### Excerpted text

BEGIN

ORDER NOW!--Prices going up April 1

Really Healthy Grass-fed Beef Broth

thanks to help from Sarah Pope

Broths have been consumed since pre-historic times because they supply calcium, magnesium, potassium and other trace minerals as well as the broken-down minerals from cartilage and tendons like glucosamine and chondroitin. In Asia broth is consumed with every meal, and in Africa, Europe, and the Middle East it is a staple in most households. But in the US, consumption has declined because of the disappearance of the local butcher, the rise of pre-sliced meat, and the discarding of bones at the processing facilities. As a result, synthetic flavorings were invented and they are used in processed foods. Beware of these—they’re in commercial gelatin too.

Homemade gelatins and broths aid in digestion and have a protein-sparing effect. That is the consumption of them reduces the need for large quantities of meat. They help heal the intestinal lining and improve gut health. The amino acids in the broth, especially glycine, assist with detoxification of the liver.

To make broth, use a big stock pot and purchase quality bones—grass-fed is best. Soak the bones with good quality water and a little vinegar for an hour or two. Then increase heat and leave uncovered until it reaches full boil. If foam rises to the top, these are impurities. Use a spoon to skim it off. Add vegetables, salt, pepper, and herbs, such as thyme. Then turn down the heat to simmer for 4-5 hours. Remove bones and discard or give to Fido. Strain out the vegetables, and consume the broth immediately or chill in the refrigerator. The fat will rise to the top and it can be removed, but it holds lots of nutrients. You can use it for cooking or leave it in the stock. The stock should gel in the refrigerator, but if it doesn’t then either your heat was too high for the simmering, you didn’t cook long enough, you used too much water, or you used the wrong type of bones. The best way to make beef broth is to combine about 4 pounds of marrow bones with 3 pounds of meaty soup bones from the back or neck.

You can make meat or vegetable soups from the broth or drink it plain. Another use for the stock is to cook a roast or stew beef in it. This doubles the flavor of your meat.

END

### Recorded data

BEGIN

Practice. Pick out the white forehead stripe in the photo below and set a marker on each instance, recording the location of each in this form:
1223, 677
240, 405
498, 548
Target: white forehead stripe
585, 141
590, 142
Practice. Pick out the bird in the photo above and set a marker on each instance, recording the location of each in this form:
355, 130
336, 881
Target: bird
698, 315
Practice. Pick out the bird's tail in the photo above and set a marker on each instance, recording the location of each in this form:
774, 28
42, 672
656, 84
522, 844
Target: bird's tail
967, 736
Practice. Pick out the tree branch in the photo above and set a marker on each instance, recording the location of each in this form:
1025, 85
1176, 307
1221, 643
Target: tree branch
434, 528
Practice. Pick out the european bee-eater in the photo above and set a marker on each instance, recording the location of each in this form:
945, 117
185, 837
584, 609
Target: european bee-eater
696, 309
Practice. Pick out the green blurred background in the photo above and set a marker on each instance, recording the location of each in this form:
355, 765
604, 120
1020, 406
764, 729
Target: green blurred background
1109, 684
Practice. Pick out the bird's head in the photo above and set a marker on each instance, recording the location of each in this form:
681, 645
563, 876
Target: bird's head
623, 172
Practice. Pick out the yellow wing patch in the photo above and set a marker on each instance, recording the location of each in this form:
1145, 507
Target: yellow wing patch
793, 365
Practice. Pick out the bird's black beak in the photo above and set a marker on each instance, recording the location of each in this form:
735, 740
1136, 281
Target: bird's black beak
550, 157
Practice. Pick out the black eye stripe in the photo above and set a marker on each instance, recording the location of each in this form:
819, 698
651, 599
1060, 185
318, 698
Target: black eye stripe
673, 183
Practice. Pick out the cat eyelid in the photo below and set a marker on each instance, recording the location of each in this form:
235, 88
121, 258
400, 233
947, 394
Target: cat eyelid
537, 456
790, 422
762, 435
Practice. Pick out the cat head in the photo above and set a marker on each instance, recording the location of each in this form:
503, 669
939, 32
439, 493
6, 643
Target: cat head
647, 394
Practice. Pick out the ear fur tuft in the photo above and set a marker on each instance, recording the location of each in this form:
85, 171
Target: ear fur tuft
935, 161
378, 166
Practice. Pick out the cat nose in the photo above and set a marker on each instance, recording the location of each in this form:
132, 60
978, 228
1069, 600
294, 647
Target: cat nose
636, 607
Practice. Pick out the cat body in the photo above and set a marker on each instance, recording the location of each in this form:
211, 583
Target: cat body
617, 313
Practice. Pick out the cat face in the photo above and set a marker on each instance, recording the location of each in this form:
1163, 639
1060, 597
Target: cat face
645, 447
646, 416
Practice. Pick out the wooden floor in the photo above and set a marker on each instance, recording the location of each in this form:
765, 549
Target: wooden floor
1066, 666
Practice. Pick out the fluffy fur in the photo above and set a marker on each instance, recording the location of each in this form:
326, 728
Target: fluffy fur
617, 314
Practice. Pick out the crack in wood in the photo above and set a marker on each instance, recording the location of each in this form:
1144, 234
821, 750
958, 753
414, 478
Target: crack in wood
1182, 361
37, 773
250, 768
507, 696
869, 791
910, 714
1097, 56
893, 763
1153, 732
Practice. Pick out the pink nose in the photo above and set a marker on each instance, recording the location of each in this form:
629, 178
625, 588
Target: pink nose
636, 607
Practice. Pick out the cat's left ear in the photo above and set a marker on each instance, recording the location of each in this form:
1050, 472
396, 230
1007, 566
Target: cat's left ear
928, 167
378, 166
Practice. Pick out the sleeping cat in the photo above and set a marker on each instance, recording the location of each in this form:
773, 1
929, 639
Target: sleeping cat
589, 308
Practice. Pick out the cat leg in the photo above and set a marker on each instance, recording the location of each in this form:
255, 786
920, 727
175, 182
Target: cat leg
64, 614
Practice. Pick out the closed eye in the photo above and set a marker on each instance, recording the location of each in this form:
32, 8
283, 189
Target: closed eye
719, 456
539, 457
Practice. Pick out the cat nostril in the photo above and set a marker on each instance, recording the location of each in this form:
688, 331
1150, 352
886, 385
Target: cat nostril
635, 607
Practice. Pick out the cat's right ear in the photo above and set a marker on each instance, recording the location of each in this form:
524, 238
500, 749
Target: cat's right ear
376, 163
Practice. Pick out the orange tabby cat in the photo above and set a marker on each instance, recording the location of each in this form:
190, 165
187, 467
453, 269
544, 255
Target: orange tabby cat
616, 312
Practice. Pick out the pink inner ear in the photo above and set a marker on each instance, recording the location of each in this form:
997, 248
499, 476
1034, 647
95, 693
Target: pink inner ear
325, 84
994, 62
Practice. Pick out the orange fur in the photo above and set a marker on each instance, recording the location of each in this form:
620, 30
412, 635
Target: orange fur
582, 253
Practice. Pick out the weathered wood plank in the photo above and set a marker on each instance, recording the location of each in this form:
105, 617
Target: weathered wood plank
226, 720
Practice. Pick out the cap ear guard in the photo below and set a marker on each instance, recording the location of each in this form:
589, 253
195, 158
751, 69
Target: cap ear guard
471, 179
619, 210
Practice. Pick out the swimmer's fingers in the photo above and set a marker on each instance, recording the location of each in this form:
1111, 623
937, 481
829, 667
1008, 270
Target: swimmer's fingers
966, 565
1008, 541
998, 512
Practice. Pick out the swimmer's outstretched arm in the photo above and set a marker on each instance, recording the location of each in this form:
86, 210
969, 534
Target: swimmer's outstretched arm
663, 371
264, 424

END

### Exercise
Reproduce the beef broth text word for word between "thanks to help" and "commercial gelatin too.", inclusive.

### Completed task
thanks to help from Sarah Pope

Broths have been consumed since pre-historic times because they supply calcium, magnesium, potassium and other trace minerals as well as the broken-down minerals from cartilage and tendons like glucosamine and chondroitin. In Asia broth is consumed with every meal, and in Africa, Europe, and the Middle East it is a staple in most households. But in the US, consumption has declined because of the disappearance of the local butcher, the rise of pre-sliced meat, and the discarding of bones at the processing facilities. As a result, synthetic flavorings were invented and they are used in processed foods. Beware of these—they’re in commercial gelatin too.